YOUR GOAL: Please format the records from the line with "vegetation in this photo." up to and including the line with "204), (289, 132)]" as a Markdown table. Use the columns Row and Line, give each line a row number, and leave out blank lines.

RECORDS FOR THIS TASK:
-*-
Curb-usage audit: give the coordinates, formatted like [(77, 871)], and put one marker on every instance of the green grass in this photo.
-*-
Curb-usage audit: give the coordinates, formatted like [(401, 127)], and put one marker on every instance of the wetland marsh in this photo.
-*-
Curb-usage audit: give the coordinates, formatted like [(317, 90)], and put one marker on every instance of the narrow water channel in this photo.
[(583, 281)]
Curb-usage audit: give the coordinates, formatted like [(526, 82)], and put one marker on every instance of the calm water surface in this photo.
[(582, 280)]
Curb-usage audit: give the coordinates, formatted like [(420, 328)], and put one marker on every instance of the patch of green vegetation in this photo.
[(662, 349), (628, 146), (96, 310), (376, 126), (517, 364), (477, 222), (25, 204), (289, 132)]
-*-
FULL OUTPUT:
| Row | Line |
|---|---|
| 1 | Curb-usage audit: give the coordinates, formatted like [(420, 328)], and put one marker on every instance of the patch of green vegetation in this photo. |
| 2 | [(662, 349), (628, 146), (96, 310), (376, 126), (517, 364), (477, 222), (25, 204), (289, 132)] |